**Extracted information:**
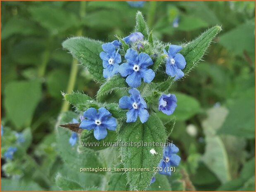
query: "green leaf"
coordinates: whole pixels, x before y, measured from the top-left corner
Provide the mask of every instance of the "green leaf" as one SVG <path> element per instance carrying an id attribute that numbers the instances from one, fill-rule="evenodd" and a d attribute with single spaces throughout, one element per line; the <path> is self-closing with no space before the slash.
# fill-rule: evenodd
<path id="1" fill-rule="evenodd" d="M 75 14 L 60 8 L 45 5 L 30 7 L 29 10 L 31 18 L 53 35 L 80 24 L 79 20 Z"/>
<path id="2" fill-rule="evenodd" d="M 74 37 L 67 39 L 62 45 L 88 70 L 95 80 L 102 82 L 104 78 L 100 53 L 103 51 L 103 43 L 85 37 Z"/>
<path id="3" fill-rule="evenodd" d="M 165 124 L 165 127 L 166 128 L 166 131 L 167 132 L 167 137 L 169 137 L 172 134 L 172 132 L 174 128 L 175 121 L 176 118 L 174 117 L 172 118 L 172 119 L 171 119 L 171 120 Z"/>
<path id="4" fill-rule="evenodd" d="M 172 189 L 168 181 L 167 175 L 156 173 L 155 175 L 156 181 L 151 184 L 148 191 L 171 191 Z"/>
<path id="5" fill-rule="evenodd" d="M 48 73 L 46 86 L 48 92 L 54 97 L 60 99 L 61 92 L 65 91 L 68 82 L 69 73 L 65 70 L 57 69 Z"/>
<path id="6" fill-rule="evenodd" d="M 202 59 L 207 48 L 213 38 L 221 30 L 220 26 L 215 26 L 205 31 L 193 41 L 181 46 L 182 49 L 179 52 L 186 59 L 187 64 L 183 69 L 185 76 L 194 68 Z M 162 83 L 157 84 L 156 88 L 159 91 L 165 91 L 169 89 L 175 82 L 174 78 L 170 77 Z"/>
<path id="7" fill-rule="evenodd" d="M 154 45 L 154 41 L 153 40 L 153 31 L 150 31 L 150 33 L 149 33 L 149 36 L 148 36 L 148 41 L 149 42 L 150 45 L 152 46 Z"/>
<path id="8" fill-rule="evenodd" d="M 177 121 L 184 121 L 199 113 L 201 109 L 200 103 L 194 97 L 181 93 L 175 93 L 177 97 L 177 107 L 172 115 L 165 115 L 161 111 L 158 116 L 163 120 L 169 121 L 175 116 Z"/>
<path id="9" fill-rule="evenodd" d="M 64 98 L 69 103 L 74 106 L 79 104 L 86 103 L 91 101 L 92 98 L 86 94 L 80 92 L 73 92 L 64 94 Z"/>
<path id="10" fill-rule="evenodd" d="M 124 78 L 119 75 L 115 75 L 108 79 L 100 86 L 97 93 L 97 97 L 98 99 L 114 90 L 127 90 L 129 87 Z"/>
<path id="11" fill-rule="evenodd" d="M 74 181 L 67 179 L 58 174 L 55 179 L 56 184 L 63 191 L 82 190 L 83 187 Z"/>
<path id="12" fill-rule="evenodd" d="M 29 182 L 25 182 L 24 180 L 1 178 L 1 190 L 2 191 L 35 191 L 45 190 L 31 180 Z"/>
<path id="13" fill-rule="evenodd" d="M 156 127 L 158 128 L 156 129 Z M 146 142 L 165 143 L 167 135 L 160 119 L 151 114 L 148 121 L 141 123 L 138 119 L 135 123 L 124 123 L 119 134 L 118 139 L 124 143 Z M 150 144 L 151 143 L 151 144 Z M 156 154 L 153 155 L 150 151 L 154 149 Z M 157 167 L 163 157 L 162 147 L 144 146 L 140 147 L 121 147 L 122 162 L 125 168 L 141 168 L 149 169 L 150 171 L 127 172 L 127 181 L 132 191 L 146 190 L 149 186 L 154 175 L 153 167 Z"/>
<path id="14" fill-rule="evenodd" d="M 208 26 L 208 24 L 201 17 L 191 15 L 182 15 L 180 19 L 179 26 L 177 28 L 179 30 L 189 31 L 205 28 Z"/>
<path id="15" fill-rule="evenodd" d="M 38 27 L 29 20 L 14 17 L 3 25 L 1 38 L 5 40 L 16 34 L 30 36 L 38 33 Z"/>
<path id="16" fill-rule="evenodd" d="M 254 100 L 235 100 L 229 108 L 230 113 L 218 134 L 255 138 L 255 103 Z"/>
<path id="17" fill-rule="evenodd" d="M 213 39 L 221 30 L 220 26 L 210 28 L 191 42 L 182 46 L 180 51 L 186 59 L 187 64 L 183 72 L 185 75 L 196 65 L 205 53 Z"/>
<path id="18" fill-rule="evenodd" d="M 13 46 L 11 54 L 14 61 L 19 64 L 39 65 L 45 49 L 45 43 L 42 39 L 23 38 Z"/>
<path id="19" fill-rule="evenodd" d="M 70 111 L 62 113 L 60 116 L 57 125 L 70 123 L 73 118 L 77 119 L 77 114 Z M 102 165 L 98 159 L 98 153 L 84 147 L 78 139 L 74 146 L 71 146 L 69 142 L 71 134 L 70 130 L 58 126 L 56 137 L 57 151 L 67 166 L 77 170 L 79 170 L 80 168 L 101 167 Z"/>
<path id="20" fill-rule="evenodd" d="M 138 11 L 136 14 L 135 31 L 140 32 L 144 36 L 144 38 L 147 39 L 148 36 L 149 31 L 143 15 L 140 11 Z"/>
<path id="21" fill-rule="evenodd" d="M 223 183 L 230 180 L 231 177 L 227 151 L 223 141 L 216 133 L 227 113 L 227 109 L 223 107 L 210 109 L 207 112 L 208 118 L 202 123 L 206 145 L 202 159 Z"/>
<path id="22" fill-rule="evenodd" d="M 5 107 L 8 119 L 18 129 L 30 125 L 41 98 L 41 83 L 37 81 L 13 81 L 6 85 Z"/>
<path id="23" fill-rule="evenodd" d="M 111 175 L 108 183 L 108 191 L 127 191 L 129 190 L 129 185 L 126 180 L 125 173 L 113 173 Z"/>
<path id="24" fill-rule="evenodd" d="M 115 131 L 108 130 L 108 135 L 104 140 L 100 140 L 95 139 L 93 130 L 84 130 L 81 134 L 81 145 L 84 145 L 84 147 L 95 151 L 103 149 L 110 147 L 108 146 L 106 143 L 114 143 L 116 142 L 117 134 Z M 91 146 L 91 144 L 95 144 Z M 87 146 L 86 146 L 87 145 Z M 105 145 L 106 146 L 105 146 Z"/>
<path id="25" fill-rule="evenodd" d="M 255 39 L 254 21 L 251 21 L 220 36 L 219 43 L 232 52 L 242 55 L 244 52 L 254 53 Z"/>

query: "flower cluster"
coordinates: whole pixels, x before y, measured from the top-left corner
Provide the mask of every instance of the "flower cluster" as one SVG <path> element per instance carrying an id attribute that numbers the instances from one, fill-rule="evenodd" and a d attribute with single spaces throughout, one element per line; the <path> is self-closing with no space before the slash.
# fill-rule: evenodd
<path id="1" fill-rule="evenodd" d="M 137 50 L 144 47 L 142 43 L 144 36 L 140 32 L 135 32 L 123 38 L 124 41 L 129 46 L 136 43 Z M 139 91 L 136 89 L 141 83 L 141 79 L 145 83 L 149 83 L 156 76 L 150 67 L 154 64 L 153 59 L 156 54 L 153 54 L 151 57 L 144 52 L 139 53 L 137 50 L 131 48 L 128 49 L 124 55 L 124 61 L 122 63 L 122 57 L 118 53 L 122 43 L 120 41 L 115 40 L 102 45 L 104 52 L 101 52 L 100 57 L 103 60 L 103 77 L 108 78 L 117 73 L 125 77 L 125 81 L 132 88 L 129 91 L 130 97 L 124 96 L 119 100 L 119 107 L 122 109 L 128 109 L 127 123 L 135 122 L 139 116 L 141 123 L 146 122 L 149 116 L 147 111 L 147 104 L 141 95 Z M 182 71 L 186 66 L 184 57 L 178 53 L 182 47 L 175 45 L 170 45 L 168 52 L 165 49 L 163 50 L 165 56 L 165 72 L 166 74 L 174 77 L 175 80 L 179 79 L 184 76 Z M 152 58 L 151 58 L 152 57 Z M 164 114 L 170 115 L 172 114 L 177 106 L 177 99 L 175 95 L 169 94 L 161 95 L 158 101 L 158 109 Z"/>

**Short problem:**
Quote the entries word for word from their first line through the line that contains "75 14 L 60 8", including that line. Leave the pictures out of your answer.

**Correct answer:**
query: "green leaf"
coordinates: whole pixels, x before y, measured from the top-left corner
Provide the mask of every instance of the "green leaf" as one SVG <path> element per instance carrying an id attribute that numbers the instances from one, fill-rule="evenodd" and a d attribute with single spaces throughout, one element per line; the <path> is self-closing with no space before the slash.
# fill-rule: evenodd
<path id="1" fill-rule="evenodd" d="M 75 14 L 60 8 L 45 5 L 30 7 L 29 10 L 31 18 L 53 35 L 80 24 L 79 20 Z"/>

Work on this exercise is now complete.